### 抜粋
なぜ本番環境のRedisにKEYSを使ってはいけないのか検証する

Redis

Last updated at 2019-12-07Posted at 2019-12-07

Redisでよく使うコマンドにKEYSがあると思う。公式ドキュメントには、以下のように書いてあるんだけど、具体的にどうダメなのか見ていきたい。

Warning: consider KEYS as a command that should only be used in production environments with extreme care. It may ruin performance when it is executed against large databases. This command is intended for debugging and special operations, such as changing your keyspace layout.

警告: KEYSは十分に注意した上で本番環境で使うべき。KEYSは大きなデータセットで実行された場合はパフォーマンスに大きな影響がある。このコマンドはデバッグやキーのレイアウトを返る等の特別な場合のみに使われるべきである。

実験

CentOS Linux release 7.4.1708 (Core)
Intel(R) Core(TM) i7-7700 CPU @ 3.60GHz
DDR4 16GB RAM
redis-server 5.0.7

の環境でそれぞれKEY、SCANを実行しながらredis-benchmarkのRPS(Request per second)を計測してみる。

準備

redis-serverをrunする

docker run --rm -it --name redis -p6379:6379 redis:5.0.7

redis-benchmarkの起動方法

redis-benchmark -t get -c 1

用意したプログラム(Rust)

Cargo.toml

[package]
name = "dont-use-redis-keys"
version = "0.1.0"
authors = ["yukinarit"]
edition = "2018"

# See more keys and their definitions at https://doc.rust-lang.org/cargo/reference/manifest.html

[dependencies]
redis = "*"
structopt = "*"
tokio = "0.1"
futures = "0.1"

main.rs

use std::time::Instant;

use futures::{
    future::{loop_fn, Loop},
    prelude::*,
    stream,
};
use redis::{Client as Redis, Commands};
use structopt::StructOpt;
use tokio::runtime::Builder;

# [derive(StructOpt)]
enum Opt {
    Setup {
        /// Setup `count` K size of keys/values.
        #[structopt(short = "c", long = "count", default_value = "1")]
        count: usize,
    },
    /// Just continuously run "KEYS".
    Keys,
    /// Just continuously run "SCAN".
    Scan,
    /// Benchmarking "KEYS".
    BenchKeys {
        #[structopt(flatten)]
        opt: BenchOpt,
    },
    /// Benchmarking "SCAN".
    BenchScan {
        #[structopt(flatten)]
        opt: BenchOpt,
    },
}

# [derive(StructOpt)]
struct BenchOpt {
    /// Total number of requests.
    #[structopt(short = "c", long = "count", default_value = "1")]
    count: usize,
    /// Number of parallel connections.
######
▶ 設定課題 1:
下記の行のうち、文字列「cathedral」を含む行をすべてそのまま返してください。大文字と小文字は区別されます。
### 提供資料
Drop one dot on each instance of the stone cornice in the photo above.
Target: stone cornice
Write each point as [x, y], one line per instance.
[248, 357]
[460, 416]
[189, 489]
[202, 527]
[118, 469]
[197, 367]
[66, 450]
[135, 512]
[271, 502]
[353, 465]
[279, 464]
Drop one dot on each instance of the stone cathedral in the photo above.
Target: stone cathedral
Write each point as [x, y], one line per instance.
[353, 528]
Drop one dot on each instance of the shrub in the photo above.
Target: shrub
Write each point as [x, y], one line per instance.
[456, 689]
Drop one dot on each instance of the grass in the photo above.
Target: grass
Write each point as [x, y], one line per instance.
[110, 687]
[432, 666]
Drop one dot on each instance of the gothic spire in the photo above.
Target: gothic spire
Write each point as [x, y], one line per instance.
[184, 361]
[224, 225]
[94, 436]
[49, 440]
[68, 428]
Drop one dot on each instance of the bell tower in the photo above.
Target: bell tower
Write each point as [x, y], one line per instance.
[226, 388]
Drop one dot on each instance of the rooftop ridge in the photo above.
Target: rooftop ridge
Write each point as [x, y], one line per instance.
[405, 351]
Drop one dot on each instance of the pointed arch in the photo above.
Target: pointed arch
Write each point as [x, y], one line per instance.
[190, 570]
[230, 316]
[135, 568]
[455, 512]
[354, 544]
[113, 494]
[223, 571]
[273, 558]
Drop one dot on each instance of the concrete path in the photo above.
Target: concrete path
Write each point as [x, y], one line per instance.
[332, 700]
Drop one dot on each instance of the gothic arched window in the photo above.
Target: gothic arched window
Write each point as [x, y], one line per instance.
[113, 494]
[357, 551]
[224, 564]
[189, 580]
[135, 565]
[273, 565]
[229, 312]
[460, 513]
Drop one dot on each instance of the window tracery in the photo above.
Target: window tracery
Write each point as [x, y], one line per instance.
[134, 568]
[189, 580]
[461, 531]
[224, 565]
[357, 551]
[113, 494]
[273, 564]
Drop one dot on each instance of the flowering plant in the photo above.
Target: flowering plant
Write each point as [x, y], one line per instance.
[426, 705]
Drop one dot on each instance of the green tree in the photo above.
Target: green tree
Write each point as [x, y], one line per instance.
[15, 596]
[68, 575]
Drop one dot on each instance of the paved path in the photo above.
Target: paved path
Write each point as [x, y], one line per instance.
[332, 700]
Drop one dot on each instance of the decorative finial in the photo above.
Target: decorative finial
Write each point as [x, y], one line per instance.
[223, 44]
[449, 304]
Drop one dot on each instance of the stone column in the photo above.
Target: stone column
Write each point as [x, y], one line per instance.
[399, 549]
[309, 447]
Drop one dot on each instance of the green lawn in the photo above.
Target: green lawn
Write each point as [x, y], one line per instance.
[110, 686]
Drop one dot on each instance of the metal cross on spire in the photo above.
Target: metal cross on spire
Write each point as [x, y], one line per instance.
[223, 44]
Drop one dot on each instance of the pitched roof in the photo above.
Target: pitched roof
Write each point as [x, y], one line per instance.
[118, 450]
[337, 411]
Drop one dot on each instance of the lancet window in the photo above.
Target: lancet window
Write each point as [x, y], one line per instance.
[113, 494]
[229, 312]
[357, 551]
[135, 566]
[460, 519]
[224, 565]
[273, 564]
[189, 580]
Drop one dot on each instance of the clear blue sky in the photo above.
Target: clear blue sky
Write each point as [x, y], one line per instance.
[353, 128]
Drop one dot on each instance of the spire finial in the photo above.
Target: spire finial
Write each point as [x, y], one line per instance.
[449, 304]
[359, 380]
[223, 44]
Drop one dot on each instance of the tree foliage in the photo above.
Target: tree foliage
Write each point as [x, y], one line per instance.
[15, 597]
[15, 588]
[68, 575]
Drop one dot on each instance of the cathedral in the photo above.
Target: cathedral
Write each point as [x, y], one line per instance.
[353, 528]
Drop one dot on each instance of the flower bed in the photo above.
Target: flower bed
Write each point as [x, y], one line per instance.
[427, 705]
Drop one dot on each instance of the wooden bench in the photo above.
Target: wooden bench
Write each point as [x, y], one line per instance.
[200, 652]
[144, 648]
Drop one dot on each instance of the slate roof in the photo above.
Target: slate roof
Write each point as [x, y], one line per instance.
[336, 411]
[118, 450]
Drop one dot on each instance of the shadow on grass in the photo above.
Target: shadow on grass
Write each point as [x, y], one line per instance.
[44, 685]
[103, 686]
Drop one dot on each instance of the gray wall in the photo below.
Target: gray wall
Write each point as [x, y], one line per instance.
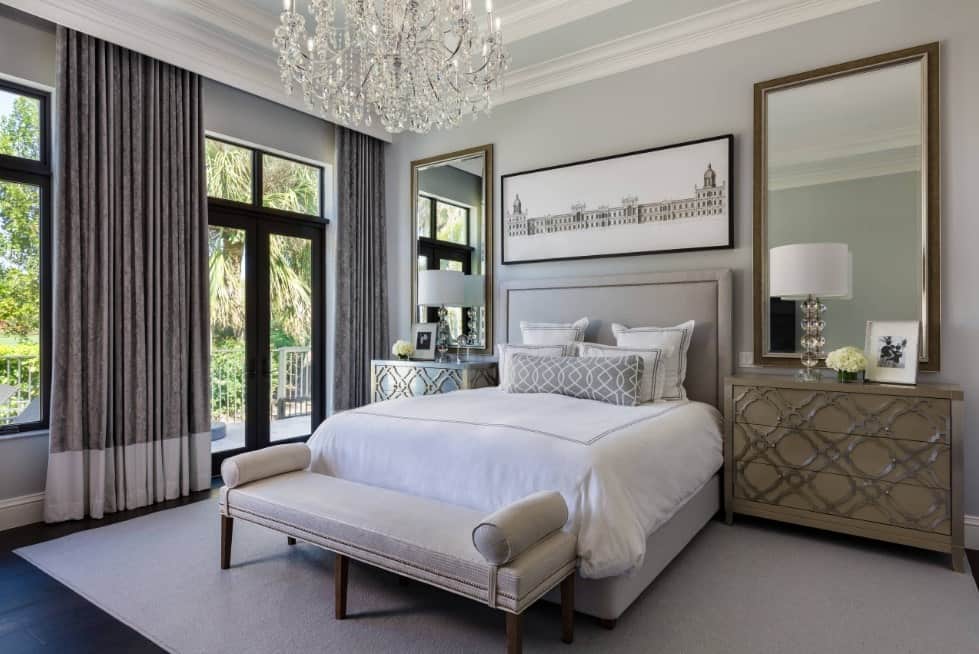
######
▶ 設定課題 2:
上記のRedisのKEYSに関する記事から、「Redisでよく使うコマンド」から「your keyspace layout.」までを、末尾の語句も含めて一字一句違えずに返してください。

▶ 回答全文 1:
Drop one dot on each instance of the stone cathedral in the photo above.
Target: stone cathedral
Drop one dot on each instance of the cathedral in the photo above.
Target: cathedral

▶ 回答全文 2:
Redisでよく使うコマンドにKEYSがあると思う。公式ドキュメントには、以下のように書いてあるんだけど、具体的にどうダメなのか見ていきたい。

Warning: consider KEYS as a command that should only be used in production environments with extreme care. It may ruin performance when it is executed against large databases. This command is intended for debugging and special operations, such as changing your keyspace layout.